SUPPLIED ENTRIES:
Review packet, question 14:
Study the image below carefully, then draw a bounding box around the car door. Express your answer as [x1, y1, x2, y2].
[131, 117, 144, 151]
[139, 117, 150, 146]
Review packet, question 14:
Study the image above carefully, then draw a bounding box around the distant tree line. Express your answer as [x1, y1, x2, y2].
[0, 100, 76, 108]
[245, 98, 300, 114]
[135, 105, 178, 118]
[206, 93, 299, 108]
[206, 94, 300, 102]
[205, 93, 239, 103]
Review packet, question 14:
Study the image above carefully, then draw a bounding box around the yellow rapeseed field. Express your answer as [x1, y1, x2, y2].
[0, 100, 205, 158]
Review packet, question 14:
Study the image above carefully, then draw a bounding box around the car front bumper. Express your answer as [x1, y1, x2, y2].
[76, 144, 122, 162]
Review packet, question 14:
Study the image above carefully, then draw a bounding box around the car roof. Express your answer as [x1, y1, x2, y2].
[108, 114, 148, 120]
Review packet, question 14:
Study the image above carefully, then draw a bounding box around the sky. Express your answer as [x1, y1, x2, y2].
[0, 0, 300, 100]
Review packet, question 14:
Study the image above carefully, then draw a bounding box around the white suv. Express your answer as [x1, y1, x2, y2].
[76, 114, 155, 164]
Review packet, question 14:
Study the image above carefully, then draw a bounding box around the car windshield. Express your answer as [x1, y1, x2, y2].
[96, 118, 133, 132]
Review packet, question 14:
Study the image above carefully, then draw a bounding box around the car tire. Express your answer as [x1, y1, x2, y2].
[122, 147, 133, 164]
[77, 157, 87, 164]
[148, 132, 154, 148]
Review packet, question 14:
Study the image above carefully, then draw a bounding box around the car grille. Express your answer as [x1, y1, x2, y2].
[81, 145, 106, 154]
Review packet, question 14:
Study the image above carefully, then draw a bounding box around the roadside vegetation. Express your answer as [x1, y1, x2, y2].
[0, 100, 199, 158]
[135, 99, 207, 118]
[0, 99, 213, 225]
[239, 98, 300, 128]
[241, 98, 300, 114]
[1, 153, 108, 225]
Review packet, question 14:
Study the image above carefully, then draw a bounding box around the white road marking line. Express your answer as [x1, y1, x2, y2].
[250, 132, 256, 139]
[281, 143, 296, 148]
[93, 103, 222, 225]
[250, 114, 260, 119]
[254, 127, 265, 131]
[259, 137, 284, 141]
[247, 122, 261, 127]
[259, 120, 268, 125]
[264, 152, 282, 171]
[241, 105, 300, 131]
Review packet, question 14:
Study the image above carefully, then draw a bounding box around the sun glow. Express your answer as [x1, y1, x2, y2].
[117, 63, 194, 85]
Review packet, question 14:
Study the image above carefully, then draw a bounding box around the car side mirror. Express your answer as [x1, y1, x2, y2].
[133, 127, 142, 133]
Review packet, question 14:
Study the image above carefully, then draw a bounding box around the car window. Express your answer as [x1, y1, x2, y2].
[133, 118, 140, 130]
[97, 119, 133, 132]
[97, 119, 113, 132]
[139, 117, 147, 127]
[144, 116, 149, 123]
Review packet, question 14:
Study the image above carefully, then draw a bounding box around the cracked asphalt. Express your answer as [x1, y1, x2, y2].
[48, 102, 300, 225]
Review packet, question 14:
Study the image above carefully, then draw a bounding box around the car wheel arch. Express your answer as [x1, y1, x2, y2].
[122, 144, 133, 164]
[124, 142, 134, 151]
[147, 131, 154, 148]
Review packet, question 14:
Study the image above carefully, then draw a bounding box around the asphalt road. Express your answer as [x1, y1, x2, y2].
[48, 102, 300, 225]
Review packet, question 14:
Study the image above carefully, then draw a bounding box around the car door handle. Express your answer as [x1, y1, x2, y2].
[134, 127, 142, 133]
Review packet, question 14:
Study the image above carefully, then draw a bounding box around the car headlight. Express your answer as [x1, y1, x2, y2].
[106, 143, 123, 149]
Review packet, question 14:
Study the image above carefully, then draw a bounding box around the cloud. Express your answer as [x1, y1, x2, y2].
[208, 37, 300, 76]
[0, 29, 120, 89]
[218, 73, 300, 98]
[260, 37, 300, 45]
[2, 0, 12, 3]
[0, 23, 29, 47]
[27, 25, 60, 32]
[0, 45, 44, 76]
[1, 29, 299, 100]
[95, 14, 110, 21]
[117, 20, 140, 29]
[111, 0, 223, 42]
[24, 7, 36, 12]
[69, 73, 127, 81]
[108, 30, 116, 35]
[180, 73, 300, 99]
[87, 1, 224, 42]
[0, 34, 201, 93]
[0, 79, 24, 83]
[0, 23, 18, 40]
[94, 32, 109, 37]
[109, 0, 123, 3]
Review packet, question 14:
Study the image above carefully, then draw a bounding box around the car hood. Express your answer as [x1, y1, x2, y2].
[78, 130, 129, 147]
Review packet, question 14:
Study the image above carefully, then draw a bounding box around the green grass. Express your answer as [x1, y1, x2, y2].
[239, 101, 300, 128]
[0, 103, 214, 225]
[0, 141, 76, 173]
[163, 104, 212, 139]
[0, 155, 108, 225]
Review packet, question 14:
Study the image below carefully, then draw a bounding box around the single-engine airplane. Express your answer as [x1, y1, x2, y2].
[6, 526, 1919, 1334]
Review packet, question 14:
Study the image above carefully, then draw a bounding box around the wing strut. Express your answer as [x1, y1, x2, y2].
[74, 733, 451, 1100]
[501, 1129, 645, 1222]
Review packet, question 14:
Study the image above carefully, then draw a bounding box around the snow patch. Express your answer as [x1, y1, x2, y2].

TASK ITEM: Without omitting anything, retype all of the material above exactly.

ANSWER BOX:
Review packet, question 14:
Study the image below carefully, then draw a bounding box around the car door. Express your answer as [x1, y1, x2, y2].
[131, 117, 144, 151]
[139, 117, 150, 146]
Review packet, question 14:
Study the image above carefully, then draw a bounding box around the distant tree line. Express your answer as [x1, y1, x2, y2].
[0, 100, 76, 108]
[245, 98, 300, 114]
[135, 105, 178, 118]
[206, 93, 299, 108]
[206, 94, 300, 102]
[205, 93, 239, 103]
Review packet, question 14:
Study the image above carefully, then draw a bounding box around the yellow rapeseed field. Express your answer as [x1, y1, x2, y2].
[0, 100, 205, 158]
Review packet, question 14:
Study the image above carefully, then draw a bounding box around the car front bumper. Express your answer as [x1, y1, x2, y2].
[76, 144, 122, 162]
Review packet, question 14:
Study the image above carefully, then draw a bounding box around the car roof. Express your answer as [x1, y1, x2, y2].
[108, 114, 148, 120]
Review packet, question 14:
Study the image above carefully, then draw a bounding box around the sky. Express your answer as [x1, y1, x2, y2].
[0, 0, 300, 100]
Review packet, question 14:
Study the image above carefully, then draw a bounding box around the white suv. Express your answer as [x1, y1, x2, y2].
[76, 114, 155, 164]
Review packet, question 14:
Study the image above carefully, then draw a bounding box around the car windshield. Express your answer as [x1, y1, x2, y2].
[96, 118, 133, 132]
Review packet, question 14:
Study the image above carefully, then draw a bounding box around the car tire. Express your answer as [x1, y1, x2, y2].
[122, 147, 133, 164]
[77, 157, 87, 164]
[148, 132, 154, 148]
Review packet, question 14:
Study the image above carefully, then draw a bounding box around the car grille. Express your answer as [x1, y1, x2, y2].
[81, 145, 106, 154]
Review packet, question 14:
Study the image above carefully, then draw a bounding box around the roadside vegetation. Express your answer as [x1, y1, x2, y2].
[0, 100, 199, 158]
[135, 99, 207, 118]
[0, 99, 213, 225]
[239, 98, 300, 128]
[241, 98, 300, 114]
[1, 153, 108, 225]
Review packet, question 14:
Study the image above carefully, then draw a bounding box around the white road marking line. Express your answer as [x1, y1, x2, y2].
[250, 132, 256, 139]
[281, 143, 296, 148]
[93, 103, 222, 225]
[250, 114, 260, 119]
[254, 127, 265, 131]
[259, 137, 284, 141]
[247, 122, 261, 127]
[259, 120, 268, 125]
[264, 152, 282, 171]
[241, 105, 300, 131]
Review packet, question 14:
Study the image above carefully, then draw a bounding box around the sun glow. Express your answer as [x1, y1, x2, y2].
[117, 63, 194, 85]
Review packet, question 14:
Study the image above carefully, then draw a bounding box around the car side mirror. Express your answer as [x1, y1, x2, y2].
[133, 127, 142, 133]
Review packet, question 14:
Study the image above carefully, then draw a bounding box around the car window. Express your answer as [x1, y1, x2, y2].
[133, 118, 140, 130]
[97, 119, 133, 132]
[97, 119, 113, 132]
[139, 117, 147, 127]
[144, 116, 149, 123]
Review packet, question 14:
Study the image above carefully, then draw a bounding box around the cracked asphalt. Express your answer as [x1, y1, x2, y2].
[48, 102, 300, 225]
Review packet, question 14:
Study the image above carefully, then draw a bounding box around the car wheel arch. Express your answer as [x1, y1, x2, y2].
[122, 144, 133, 164]
[124, 142, 134, 151]
[147, 131, 154, 148]
Review packet, question 14:
Study the image above carefully, then draw a bounding box around the asphalt road. Express your answer as [x1, y1, x2, y2].
[48, 102, 300, 225]
Review packet, question 14:
Study the image above carefully, then draw a bounding box around the car door handle. Express your answer as [x1, y1, x2, y2].
[134, 127, 142, 133]
Review packet, question 14:
Study the image above carefully, then draw a bounding box around the car headlight. Express your answer as [x1, y1, x2, y2].
[106, 143, 123, 149]
Review packet, question 14:
Study the image above carefully, then draw a bounding box around the cloud. Express your answer as [x1, y1, x2, y2].
[208, 37, 300, 76]
[0, 29, 120, 89]
[218, 73, 300, 98]
[260, 37, 300, 45]
[2, 0, 12, 3]
[0, 23, 29, 47]
[27, 25, 60, 32]
[0, 45, 44, 76]
[1, 29, 299, 100]
[95, 14, 110, 21]
[117, 20, 140, 29]
[111, 0, 223, 42]
[24, 7, 36, 12]
[69, 73, 127, 81]
[108, 30, 116, 35]
[180, 73, 300, 99]
[87, 1, 224, 42]
[0, 34, 201, 93]
[0, 79, 24, 83]
[0, 23, 18, 40]
[94, 32, 109, 37]
[109, 0, 123, 3]
Review packet, question 14:
Study the image above carefully, then draw a bounding box around the car hood. Express your answer as [x1, y1, x2, y2].
[78, 130, 129, 147]
Review packet, question 14:
Study the image above carefully, then draw a bounding box around the green grass. Express your answer as [x1, y1, x2, y2].
[239, 101, 300, 128]
[0, 103, 214, 225]
[0, 141, 76, 173]
[163, 104, 212, 139]
[0, 155, 108, 225]
Review packet, question 14:
Study the image below carefully, then draw a bounding box around the single-engine airplane. Express your answer as [x1, y1, x2, y2].
[6, 526, 1919, 1334]
Review packet, question 14:
Study the image above carefully, then draw a bounding box around the wing strut. Express your answer as [x1, y1, x2, y2].
[74, 733, 451, 1100]
[501, 1129, 645, 1222]
Review packet, question 14:
Study the image above carefully, then draw a bounding box around the snow patch. Express your answer as [x1, y1, x2, y2].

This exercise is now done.